TASK BRIEF:
Count the lines in the entries below that contain the word "handle", and reply with the number alone.

LISTED RECORDS:
+++

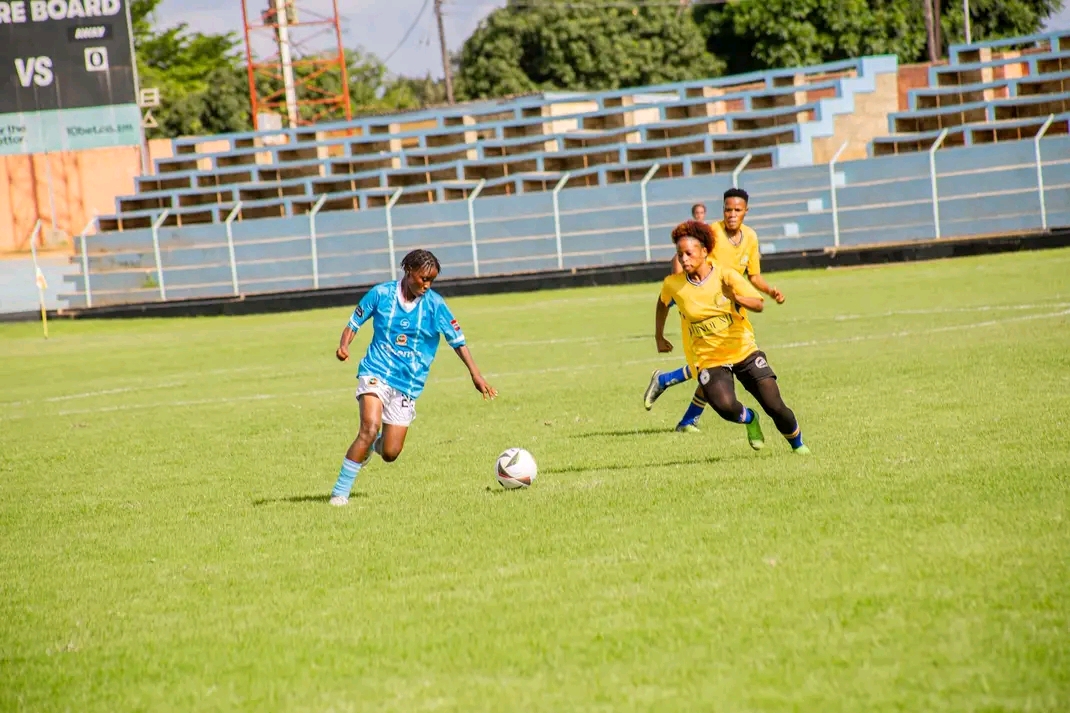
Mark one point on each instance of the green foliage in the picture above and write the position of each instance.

+++

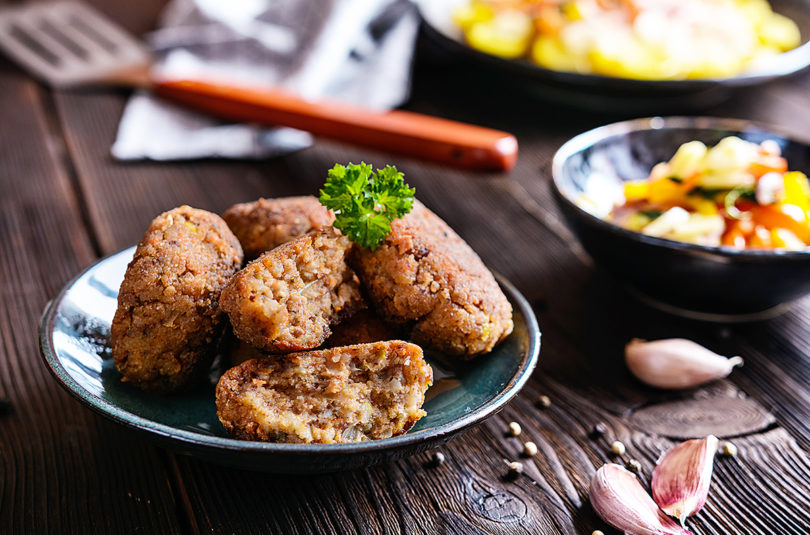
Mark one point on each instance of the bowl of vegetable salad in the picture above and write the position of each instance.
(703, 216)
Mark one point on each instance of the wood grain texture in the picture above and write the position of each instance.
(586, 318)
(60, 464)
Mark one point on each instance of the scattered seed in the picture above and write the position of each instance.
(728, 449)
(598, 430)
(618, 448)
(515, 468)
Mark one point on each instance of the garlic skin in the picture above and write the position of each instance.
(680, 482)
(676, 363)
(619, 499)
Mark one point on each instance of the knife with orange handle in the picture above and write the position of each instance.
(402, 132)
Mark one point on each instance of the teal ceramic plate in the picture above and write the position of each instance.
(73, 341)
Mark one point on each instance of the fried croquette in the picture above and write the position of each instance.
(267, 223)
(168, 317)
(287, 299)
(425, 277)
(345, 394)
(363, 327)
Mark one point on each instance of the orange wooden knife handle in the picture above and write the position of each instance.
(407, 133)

+++

PROBLEM SOLUTION:
2